_GOAL_
Please list the stretch of entries below from the line containing "outline white cloud" through the line containing "71), (115, 57)]" as a numbered list, one line per item, with both of those lines included and blank lines left out.

_RECORD EXTRACTS_

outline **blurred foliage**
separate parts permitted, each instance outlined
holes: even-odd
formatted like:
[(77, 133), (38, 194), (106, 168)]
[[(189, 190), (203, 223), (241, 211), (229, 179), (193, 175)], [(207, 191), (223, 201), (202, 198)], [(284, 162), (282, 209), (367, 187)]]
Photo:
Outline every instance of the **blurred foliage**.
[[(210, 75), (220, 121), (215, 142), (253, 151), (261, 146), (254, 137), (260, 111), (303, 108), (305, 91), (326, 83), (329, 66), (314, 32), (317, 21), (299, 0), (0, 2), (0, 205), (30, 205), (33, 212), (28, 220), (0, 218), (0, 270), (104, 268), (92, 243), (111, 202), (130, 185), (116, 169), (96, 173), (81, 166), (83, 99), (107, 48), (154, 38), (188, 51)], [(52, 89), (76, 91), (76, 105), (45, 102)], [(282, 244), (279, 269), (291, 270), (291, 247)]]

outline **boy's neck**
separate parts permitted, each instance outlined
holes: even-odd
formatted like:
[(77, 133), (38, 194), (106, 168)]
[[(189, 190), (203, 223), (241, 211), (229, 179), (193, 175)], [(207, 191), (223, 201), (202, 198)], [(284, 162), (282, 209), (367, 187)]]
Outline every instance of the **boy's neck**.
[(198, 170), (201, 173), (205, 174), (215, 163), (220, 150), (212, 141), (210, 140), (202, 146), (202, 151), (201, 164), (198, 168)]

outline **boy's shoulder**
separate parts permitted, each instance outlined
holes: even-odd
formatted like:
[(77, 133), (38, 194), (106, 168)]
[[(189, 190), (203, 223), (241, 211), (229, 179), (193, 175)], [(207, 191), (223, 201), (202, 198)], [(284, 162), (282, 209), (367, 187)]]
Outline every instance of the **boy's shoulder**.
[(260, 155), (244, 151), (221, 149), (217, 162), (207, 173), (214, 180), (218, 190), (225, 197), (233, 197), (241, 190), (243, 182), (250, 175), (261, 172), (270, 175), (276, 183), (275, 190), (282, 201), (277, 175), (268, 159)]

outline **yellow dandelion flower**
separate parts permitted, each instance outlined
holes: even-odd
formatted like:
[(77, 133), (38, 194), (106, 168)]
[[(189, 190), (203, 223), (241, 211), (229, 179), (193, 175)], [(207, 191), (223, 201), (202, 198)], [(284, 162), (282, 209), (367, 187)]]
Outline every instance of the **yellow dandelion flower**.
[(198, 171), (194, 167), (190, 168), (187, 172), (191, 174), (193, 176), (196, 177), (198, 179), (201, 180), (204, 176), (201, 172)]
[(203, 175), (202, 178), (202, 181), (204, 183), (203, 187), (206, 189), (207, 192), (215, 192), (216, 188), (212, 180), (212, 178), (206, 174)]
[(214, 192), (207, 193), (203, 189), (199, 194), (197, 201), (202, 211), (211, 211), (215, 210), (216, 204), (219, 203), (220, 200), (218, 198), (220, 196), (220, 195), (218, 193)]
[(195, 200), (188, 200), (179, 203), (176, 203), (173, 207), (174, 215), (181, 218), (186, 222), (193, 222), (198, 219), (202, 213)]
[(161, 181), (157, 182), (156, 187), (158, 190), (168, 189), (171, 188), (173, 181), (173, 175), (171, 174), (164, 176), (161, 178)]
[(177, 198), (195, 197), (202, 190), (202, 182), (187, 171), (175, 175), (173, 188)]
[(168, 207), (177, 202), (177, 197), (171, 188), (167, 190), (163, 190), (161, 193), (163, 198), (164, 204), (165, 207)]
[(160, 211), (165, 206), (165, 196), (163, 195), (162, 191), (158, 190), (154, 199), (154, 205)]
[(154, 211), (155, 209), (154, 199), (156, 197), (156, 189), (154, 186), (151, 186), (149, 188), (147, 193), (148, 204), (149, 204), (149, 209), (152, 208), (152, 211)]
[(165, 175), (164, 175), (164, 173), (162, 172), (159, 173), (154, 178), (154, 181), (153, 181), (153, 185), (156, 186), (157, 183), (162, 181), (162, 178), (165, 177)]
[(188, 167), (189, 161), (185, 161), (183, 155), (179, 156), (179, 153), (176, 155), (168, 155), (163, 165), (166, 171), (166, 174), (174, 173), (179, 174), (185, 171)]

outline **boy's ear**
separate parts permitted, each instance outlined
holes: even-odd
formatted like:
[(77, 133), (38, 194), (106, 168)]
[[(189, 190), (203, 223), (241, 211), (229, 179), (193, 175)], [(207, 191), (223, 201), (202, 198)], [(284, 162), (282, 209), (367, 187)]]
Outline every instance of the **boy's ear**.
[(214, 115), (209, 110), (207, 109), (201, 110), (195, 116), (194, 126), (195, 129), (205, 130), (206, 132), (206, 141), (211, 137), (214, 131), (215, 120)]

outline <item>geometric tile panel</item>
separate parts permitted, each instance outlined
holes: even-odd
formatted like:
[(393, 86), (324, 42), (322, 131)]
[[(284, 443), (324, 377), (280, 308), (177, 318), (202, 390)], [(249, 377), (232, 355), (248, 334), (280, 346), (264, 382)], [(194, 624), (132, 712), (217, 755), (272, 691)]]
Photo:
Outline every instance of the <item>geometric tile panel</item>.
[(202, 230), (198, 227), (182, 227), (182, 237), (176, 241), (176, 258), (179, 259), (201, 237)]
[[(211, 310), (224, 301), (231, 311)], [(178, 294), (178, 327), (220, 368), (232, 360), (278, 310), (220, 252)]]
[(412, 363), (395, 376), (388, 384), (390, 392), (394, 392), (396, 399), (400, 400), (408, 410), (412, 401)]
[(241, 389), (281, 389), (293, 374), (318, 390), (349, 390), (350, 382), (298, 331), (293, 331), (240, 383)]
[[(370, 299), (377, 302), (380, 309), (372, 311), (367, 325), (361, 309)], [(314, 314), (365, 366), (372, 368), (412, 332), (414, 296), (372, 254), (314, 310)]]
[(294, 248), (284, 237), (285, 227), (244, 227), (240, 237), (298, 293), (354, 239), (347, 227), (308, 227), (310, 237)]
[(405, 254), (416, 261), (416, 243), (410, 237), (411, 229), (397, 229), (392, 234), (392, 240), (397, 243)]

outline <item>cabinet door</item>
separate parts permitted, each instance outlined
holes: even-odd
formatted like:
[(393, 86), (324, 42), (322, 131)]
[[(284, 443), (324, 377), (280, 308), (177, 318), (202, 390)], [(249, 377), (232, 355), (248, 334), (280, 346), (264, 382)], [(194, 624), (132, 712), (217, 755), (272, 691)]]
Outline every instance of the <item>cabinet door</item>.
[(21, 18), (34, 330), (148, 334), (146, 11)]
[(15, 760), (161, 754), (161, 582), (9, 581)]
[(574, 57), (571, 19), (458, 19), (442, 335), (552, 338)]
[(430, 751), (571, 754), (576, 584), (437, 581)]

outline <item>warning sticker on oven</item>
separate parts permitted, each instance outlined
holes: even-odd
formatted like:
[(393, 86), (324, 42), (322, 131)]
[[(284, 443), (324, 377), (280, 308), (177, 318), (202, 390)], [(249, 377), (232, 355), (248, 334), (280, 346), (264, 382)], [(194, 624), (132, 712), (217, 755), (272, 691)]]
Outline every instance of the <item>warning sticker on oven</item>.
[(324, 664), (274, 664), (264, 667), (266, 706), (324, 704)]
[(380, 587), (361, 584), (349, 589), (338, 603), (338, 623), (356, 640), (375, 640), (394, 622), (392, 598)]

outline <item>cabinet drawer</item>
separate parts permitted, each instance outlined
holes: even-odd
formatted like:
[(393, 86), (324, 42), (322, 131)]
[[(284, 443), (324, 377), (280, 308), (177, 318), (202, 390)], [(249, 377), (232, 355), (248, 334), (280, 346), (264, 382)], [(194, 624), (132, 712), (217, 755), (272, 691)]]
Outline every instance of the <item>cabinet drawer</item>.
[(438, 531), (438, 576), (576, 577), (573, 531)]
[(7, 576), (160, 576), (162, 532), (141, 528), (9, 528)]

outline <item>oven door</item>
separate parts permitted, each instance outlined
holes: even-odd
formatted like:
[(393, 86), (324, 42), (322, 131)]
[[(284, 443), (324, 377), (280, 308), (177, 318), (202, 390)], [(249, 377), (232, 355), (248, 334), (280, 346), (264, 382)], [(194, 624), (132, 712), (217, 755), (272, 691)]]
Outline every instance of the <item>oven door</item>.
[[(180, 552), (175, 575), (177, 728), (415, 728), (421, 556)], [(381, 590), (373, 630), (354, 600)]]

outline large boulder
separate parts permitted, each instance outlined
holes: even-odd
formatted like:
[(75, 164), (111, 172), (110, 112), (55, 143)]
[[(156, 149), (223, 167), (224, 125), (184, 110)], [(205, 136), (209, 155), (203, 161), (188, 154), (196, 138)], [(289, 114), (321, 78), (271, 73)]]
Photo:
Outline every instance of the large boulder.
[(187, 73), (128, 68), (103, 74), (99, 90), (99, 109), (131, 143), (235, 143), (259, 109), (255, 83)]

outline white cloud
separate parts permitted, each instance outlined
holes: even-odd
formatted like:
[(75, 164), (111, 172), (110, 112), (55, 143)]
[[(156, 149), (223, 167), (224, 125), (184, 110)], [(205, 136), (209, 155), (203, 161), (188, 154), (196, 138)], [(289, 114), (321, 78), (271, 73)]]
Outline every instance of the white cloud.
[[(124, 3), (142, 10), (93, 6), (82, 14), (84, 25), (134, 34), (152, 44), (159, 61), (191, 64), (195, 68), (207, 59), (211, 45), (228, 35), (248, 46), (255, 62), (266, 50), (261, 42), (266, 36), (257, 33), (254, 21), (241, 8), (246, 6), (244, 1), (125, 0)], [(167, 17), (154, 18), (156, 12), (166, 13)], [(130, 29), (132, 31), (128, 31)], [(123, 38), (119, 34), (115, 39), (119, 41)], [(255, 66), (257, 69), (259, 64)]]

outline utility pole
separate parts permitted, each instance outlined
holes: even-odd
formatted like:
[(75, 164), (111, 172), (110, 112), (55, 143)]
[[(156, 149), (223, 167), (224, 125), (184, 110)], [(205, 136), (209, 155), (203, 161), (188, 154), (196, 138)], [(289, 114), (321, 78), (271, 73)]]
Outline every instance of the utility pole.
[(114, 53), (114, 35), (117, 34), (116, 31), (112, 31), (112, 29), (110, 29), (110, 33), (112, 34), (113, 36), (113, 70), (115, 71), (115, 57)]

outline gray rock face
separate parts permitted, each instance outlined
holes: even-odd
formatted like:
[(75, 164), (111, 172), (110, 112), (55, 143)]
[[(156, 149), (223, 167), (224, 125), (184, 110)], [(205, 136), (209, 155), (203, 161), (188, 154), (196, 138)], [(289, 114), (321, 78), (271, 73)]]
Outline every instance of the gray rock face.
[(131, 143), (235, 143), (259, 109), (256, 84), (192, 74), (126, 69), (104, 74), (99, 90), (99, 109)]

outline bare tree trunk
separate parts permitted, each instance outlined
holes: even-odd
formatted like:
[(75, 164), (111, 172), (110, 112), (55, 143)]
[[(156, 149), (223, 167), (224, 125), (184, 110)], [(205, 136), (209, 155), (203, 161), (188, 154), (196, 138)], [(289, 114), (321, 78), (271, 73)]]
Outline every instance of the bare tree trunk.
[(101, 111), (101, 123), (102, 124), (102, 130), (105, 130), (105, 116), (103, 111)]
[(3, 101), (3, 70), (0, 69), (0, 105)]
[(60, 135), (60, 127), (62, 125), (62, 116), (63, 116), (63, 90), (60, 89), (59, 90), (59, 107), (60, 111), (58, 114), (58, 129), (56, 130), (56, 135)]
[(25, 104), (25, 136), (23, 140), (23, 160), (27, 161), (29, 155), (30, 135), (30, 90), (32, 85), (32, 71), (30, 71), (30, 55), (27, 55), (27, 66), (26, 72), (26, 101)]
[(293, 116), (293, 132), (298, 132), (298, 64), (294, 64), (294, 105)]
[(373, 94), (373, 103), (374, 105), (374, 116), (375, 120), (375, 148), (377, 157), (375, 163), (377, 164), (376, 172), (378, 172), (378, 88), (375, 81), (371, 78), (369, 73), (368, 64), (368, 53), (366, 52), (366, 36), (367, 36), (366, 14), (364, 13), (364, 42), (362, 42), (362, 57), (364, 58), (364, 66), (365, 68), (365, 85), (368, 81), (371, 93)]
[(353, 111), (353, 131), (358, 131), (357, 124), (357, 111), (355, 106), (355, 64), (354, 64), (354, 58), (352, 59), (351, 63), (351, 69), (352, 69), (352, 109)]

_FINAL ANSWER_
1. outline white cloud
2. separate parts permitted, each instance outlined
3. holes: even-odd
4. formatted like:
5. [(75, 164), (111, 172), (110, 112), (55, 143)]
6. [[(156, 149), (223, 167), (224, 125), (184, 110)], [(205, 136), (209, 155), (203, 161), (188, 154), (196, 138)], [(289, 114), (321, 78), (271, 73)]]
7. Outline every instance of the white cloud.
8. [[(124, 3), (142, 10), (93, 6), (82, 14), (84, 25), (134, 34), (152, 44), (159, 61), (191, 64), (195, 68), (207, 59), (211, 45), (228, 35), (248, 46), (255, 62), (266, 50), (261, 42), (266, 36), (257, 33), (254, 21), (241, 8), (246, 6), (244, 1), (125, 0)], [(167, 17), (154, 18), (156, 12), (166, 13)], [(130, 29), (132, 31), (128, 31)], [(123, 38), (119, 34), (115, 39), (119, 41)], [(255, 66), (257, 69), (259, 64)]]
9. outline utility pole
10. separate parts permitted, each instance outlined
11. holes: even-odd
12. formatted like:
13. [(75, 164), (111, 172), (110, 112), (55, 143)]
14. [[(156, 149), (223, 167), (224, 125), (184, 110)], [(205, 136), (209, 155), (203, 161), (188, 154), (196, 138)], [(289, 114), (321, 78), (271, 73)]]
15. Outline every instance of the utility pole.
16. [(114, 53), (114, 35), (117, 34), (116, 31), (112, 31), (112, 29), (110, 29), (110, 33), (112, 34), (113, 36), (113, 70), (115, 71), (115, 57)]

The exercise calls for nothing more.